Come avevamo previsto, Juncker intende rompere l'inerzia di una gestione dell'euro area in cui la gerarchia finanziaria tra i Paesi ha dato forma a una gerarchia politica. L'euro area è divisa tra governi dei Paesi forti e dei Paesi deboli e in questo assetto la cancelliera Merkel ha assunto la leadership. Le elezioni greche, in cui la critica alla Germania ha catalizzato il consenso per Syriza, sono un sintomo di come i rapporti gerarchici siano un fattore di instabilità per l'euro area. Il diffondersi di sentimenti anti-europei in molti Paesi riflette una sofferenza politica che né Bruxelles né Berlino possono sottovalutare.

Il fatto che il governo greco stia accettando la cornice degli accordi esistenti è un potente monito anche per gli altri movimenti politici euro-scettici. Ma un'unione per necessità non significa un'unione per scelta, e ciò lascia in dubbio la tenuta politica dell'euro-area. In particolare se le condizioni economiche tra i Paesi continueranno a divergere o se mancheranno meccanismi di solidarietà.
La prospettiva di divergenza, virtuosa, viene proprio dalla Germania. Se Berlino manterrà il proposito di pareggiare il bilancio negli anni a venire, il debito pubblico tedesco scenderà molto rapidamente. Nel 2019 sarà già al 60% del Pil, come prevedono le organizzazioni internazionali. Ma se la politica di azzerare il deficit - facilitata dal surplus commerciale - venisse mantenuta anche nel decennio successivo, il debito tedesco arriverebbe rapidamente al 30%.

══════════

## Esercizi
#1 Trascrivi dal brano sull'euro area la parte compresa tra "La prospettiva di" e "rapidamente al 30%.", entrambi inclusi.
#2 Traduci in inglese questa frase del brano sull'euro area: "Il fatto che il governo greco stia accettando la cornice degli accordi esistenti è un potente monito anche per gli altri movimenti politici euro-scettici."

## Dati registrati
══════════

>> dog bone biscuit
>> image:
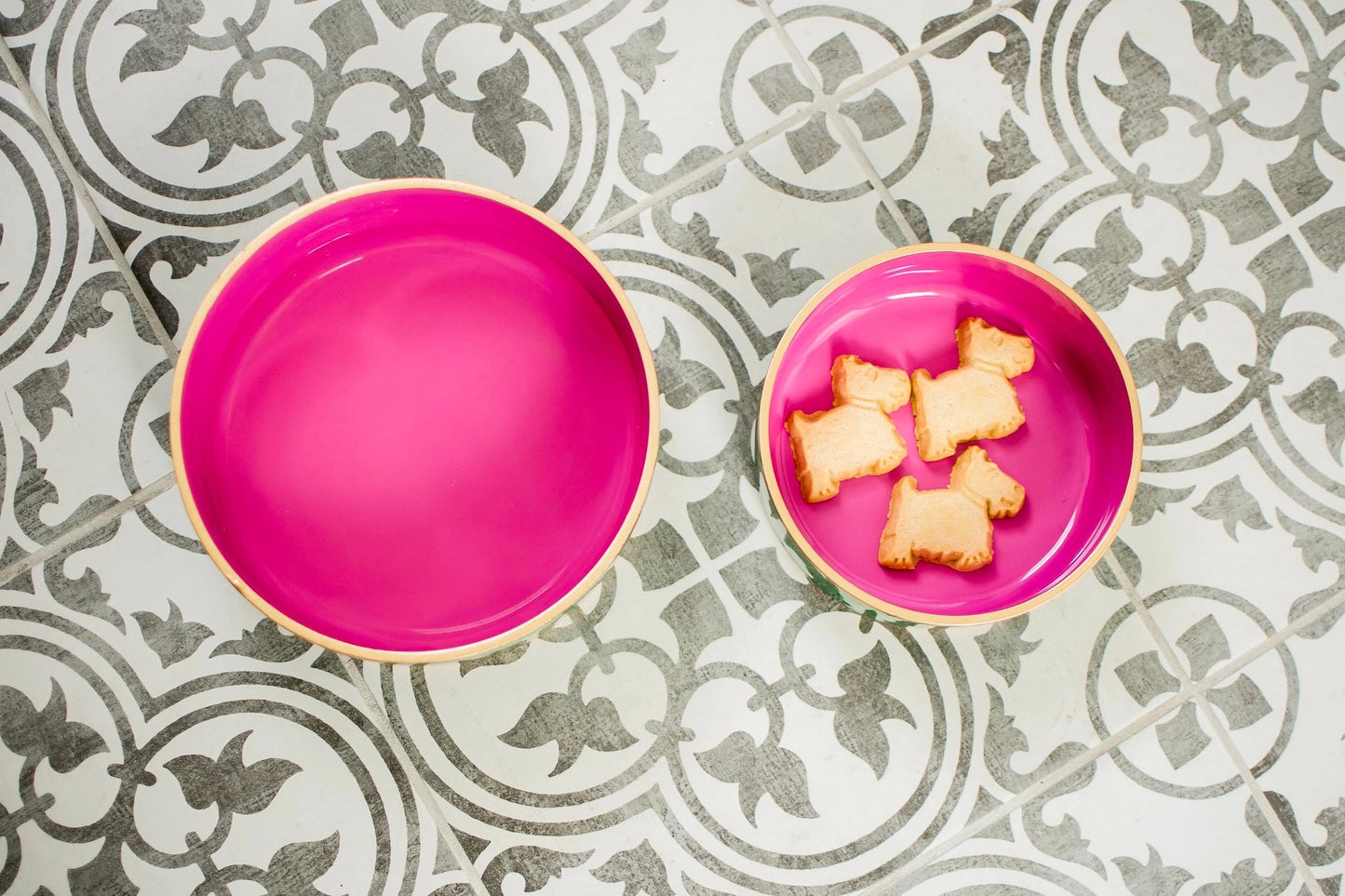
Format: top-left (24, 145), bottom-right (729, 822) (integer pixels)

══════════

## Soluzioni
#1
La prospettiva di divergenza, virtuosa, viene proprio dalla Germania. Se Berlino manterrà il proposito di pareggiare il bilancio negli anni a venire, il debito pubblico tedesco scenderà molto rapidamente. Nel 2019 sarà già al 60% del Pil, come prevedono le organizzazioni internazionali. Ma se la politica di azzerare il deficit - facilitata dal surplus commerciale - venisse mantenuta anche nel decennio successivo, il debito tedesco arriverebbe rapidamente al 30%.

#2 The fact that the Greek government is accepting the framework of the existing agreements is a powerful warning for the other Euroskeptic political movements as well.